Исходный текст:
======
Добавить в цитаты Настройки чтения

Страница 127 из 134



На стр. 364 второго тома он неожиданно относит к максималистам не только всех социалистов-революционеров вообще, но и большевиков. Число таких примеров можно бы увеличить без конца. Свое кантианское презрение к марксизму Масарик, пожалуй, ярче всего проявляет в крайней неряшливости своей информации. Впрочем, несправедливости, учиняемые им по отношению к сторонникам диалектического материализма, Масарик пытается добросовестно уравновесить тем, что дает читателям почти столько же неверных сведений об их идейных противниках – народниках. В. Воронцова[342] он относит к «новым» народникам, Пешехонова[343] иронически спрашивает, неужели же тот признает конституцию, и пр. и пр. Любопытно еще отметить, что Михайловского Масарик хвалит за методологическую законченность и не хвалит за плохой, монотонный стиль!..

По существу вопроса Масарик повторяет о русском марксизме то, что он не раз уже говорил о марксизме вообще. Около 15 лет тому назад Масарик написал книгу о «кризисе в марксизме», переведенную в свое время на русский язык. Тот же кризис он констатирует в русском марксизме. О кризисе мы привыкли думать, как о чем-то ограниченном во времени, как об эпохе перелома, за которым следуют либо смерть, либо обновление. Но тот «кризис», в который диалектический материализм ввергается его идеалистическими противниками, не знает ни начала, ни конца. Этот «кризис» всегда равен себе и ничем не разрешается. По Масарику, марксизм уже давно преодолен теоретически: «es ist eine ausgemachte Sache» («это дело решенное»), – говорит он. Но чем же тогда объясняется тот факт, что влияние марксизма не падает, а возрастает? Это было бы совершенно непонятно, – отвечает на это Масарик, – если бы марксизм не был в то же время научной формулой социалистической политики. Другими словами: теоретически несостоятельное здание марксизма держится на практических потребностях рабочего движения. Но тот же Масарик не устает повторять, что марксизм преодолен не только теоретически, но и практически. На чем же он в таком случае держится? Почему растет, а не падает? На этот вопрос мы тщетно стали бы искать у Масарика ответа.
======
Перечень записей:
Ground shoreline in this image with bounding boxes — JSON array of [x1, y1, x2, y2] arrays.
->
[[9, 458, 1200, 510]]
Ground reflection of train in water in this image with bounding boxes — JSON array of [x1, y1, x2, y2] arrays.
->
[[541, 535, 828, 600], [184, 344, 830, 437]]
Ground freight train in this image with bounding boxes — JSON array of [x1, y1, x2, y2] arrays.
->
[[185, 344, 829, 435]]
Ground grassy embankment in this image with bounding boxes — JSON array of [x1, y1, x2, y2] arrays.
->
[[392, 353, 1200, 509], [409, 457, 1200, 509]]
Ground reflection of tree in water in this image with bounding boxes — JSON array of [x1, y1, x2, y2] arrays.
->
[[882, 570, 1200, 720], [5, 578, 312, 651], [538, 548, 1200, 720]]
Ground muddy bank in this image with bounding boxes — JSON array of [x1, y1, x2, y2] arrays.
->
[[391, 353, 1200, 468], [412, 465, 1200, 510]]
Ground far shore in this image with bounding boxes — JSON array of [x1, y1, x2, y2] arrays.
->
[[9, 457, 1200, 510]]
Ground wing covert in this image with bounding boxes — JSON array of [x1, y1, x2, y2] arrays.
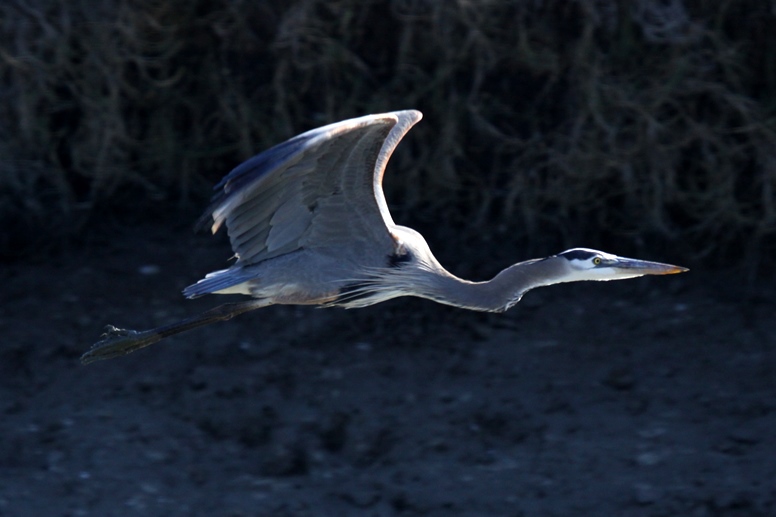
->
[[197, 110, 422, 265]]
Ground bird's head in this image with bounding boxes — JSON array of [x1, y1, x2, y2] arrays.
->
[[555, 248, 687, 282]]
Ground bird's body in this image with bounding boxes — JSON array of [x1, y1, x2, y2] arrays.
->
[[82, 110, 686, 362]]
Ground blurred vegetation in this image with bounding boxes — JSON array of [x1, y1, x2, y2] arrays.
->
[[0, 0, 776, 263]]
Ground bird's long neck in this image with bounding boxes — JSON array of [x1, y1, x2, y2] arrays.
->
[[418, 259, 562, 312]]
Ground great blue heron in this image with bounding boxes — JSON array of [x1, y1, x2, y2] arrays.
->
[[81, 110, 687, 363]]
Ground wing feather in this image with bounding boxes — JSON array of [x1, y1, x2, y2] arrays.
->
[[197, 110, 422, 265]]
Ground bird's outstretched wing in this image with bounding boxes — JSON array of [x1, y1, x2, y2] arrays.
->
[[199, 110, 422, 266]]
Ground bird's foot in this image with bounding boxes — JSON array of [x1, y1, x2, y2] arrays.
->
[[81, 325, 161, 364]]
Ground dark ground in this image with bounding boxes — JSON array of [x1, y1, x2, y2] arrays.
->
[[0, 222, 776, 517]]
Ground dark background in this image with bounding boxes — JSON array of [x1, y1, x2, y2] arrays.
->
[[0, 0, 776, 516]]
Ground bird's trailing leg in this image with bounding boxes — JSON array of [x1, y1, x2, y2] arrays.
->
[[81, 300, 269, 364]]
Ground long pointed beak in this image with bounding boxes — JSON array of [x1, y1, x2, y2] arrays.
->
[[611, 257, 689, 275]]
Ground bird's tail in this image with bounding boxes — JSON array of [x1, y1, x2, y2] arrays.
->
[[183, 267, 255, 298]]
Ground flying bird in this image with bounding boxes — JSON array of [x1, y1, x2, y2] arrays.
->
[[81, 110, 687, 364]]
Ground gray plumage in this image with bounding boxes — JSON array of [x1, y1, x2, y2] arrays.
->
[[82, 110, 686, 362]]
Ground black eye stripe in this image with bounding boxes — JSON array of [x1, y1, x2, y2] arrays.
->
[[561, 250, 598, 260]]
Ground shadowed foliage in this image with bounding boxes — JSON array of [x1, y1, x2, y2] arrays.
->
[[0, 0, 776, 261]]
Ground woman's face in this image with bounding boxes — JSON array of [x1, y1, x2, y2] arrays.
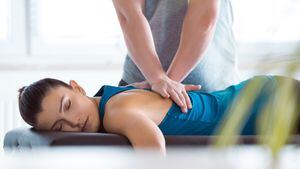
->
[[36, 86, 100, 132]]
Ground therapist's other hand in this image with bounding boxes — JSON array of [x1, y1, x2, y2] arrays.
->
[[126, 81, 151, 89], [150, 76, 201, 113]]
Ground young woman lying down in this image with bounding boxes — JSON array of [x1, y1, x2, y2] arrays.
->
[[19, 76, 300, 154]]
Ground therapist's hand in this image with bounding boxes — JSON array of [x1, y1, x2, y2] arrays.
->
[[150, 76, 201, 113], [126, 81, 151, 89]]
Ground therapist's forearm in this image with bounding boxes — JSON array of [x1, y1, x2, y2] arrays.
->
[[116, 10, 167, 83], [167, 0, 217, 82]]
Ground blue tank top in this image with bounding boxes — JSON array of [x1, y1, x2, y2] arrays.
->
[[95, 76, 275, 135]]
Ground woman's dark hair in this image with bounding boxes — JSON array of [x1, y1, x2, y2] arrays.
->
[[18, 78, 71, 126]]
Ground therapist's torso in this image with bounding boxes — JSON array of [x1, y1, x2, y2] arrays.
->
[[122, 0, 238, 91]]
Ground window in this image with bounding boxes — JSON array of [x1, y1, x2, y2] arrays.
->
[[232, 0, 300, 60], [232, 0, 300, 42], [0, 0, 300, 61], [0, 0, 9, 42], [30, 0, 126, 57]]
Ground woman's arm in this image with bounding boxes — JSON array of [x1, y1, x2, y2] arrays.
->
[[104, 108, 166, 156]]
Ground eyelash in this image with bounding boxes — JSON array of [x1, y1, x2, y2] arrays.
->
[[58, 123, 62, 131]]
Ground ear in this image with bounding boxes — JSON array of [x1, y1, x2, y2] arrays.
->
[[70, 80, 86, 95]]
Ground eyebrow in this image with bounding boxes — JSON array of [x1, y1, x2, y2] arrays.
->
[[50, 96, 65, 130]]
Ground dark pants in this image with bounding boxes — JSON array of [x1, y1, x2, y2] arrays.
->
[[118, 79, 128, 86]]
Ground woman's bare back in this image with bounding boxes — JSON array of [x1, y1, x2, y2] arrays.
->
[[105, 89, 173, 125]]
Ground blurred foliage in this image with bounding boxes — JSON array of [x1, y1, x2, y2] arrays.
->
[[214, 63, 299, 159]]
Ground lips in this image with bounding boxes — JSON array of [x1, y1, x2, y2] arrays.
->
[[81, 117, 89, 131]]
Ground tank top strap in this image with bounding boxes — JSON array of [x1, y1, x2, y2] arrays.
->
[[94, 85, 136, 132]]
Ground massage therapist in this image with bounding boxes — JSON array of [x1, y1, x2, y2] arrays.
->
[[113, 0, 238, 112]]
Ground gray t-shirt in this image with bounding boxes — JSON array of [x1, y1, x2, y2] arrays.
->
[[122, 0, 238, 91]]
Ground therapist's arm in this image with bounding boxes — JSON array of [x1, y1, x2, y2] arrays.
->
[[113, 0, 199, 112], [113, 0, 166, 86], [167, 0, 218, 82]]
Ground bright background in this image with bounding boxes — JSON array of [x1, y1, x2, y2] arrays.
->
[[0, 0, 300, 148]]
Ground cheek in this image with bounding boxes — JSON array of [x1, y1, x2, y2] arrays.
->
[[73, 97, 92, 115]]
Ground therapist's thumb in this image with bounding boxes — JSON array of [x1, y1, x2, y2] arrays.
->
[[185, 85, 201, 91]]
======
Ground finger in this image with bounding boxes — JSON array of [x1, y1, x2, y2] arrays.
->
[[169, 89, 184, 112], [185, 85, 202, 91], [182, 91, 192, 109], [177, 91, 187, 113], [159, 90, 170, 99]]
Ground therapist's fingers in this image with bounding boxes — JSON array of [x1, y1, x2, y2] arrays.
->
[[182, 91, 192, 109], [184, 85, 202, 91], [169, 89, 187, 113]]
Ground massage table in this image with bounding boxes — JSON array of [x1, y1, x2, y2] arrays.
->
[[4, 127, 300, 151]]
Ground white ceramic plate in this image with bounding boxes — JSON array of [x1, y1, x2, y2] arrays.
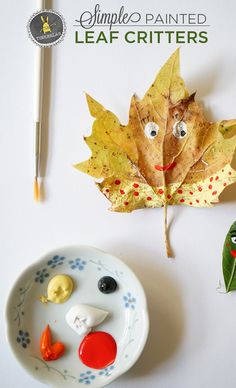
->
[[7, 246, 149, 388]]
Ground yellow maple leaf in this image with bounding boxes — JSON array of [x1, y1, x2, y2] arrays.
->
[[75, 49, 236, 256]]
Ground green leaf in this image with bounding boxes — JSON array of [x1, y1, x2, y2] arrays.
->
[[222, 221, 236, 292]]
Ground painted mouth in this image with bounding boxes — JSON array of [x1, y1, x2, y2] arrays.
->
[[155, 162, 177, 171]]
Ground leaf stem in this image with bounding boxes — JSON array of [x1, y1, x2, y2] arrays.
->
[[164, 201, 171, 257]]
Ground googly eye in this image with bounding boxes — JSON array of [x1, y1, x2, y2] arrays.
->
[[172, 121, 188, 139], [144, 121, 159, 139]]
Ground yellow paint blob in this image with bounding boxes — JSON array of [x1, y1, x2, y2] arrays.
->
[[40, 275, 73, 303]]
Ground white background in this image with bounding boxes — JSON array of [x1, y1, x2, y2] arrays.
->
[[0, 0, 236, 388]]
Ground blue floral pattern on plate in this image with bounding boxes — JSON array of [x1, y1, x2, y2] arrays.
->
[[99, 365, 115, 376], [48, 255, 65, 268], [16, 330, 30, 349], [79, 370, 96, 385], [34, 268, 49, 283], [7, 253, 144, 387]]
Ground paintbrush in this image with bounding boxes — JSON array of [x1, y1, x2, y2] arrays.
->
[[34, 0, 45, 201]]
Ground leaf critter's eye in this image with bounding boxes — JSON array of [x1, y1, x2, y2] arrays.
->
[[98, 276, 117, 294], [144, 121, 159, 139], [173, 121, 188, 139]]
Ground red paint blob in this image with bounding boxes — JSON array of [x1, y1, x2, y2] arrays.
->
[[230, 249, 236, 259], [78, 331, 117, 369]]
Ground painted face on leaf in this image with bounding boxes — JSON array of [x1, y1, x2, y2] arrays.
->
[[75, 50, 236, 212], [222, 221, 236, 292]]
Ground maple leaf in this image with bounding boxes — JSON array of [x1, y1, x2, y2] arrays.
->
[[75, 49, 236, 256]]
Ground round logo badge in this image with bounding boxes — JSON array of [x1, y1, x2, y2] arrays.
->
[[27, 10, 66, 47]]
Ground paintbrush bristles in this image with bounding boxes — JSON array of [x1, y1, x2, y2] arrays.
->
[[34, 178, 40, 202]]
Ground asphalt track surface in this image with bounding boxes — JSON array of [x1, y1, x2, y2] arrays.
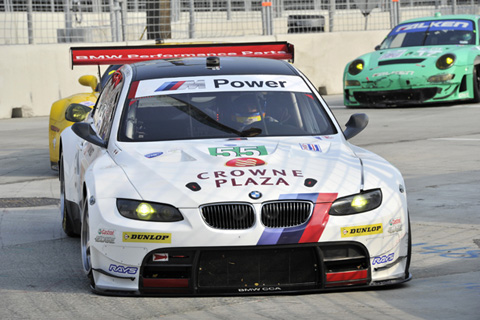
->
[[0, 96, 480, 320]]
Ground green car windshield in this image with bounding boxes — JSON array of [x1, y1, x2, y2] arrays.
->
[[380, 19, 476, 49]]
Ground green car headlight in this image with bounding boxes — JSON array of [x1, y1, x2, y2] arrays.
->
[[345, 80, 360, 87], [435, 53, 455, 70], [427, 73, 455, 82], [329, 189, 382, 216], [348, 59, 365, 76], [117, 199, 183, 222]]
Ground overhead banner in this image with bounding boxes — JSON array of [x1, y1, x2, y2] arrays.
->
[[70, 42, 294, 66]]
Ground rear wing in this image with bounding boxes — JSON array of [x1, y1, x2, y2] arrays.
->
======
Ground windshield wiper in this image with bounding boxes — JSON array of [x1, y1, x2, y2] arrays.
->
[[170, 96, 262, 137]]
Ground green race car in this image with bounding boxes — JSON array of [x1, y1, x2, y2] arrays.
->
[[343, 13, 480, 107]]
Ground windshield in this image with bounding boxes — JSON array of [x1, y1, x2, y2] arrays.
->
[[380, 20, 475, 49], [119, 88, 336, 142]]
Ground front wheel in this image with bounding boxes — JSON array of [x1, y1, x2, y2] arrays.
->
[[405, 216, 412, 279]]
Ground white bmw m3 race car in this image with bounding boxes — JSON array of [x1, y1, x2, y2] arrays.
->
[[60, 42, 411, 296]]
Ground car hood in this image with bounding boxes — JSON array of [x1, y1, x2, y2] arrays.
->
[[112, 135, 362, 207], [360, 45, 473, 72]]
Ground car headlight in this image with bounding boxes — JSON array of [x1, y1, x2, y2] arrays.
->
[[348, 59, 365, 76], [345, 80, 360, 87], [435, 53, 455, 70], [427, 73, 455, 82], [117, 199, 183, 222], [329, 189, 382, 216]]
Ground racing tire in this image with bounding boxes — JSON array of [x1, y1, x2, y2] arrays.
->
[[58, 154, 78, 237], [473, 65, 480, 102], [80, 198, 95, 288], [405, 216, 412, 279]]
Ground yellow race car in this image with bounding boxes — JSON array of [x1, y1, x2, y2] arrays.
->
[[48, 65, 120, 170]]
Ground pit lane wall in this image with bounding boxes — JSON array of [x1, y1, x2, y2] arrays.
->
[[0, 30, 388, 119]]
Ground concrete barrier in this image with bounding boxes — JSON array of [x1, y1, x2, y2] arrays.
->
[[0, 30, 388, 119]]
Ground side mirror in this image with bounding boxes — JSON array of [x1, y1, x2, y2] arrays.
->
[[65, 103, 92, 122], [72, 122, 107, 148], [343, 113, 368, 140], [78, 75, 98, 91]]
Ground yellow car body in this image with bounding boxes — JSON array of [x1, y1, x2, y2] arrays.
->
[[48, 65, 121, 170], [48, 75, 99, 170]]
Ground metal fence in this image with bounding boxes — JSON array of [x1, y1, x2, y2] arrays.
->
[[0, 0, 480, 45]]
======
Задания:
(1) Перенесите заново записи вместе с запросами, начав со строки, в которой есть "Ground tank top", и закончив строкой с "[[113, 0, 238, 112]]" включительно, а в ответах прибавьте 17 к каждой координате.
(2) Продолжите текст о взглядах Масарика на марксизм, начав сразу после его последнего предложения.

Ответы:
(1)
Ground tank top strap in this image with bounding boxes — JSON array of [x1, y1, x2, y2] arrays.
->
[[111, 102, 153, 149]]
Ground massage therapist in this image with bounding boxes — JSON array of [x1, y1, x2, y2] arrays.
->
[[130, 17, 255, 129]]

(2)
Политически эти разговоры о кризисе марксизма связываются обыкновенно с надеждами на возрождение демократического либерализма. Не чужд этих надежд, разумеется, и Масарик. В чешской и обще-австрийской политике он со своим демократическим «реализмом» стоит совершенно одиноко. В рейхсрате он представляет свои добрые намерения и три дюжины своих друзей. Тем оптимистичнее Масарик переносит свои увядшие политические надежды на Россию, от которой он вправе ждать тем большего для своих идей, чем меньше ориентируется в ее общественном развитии. «Вопрос о социализации и демократизации либерализма, – говорит он, – имеет для России особенную и притом современную важность, потому что русский либерализм с самого начала, хоть и после некоторых колебаний, действительно воспринял социалистические идеалы» (т. II, стр. 400).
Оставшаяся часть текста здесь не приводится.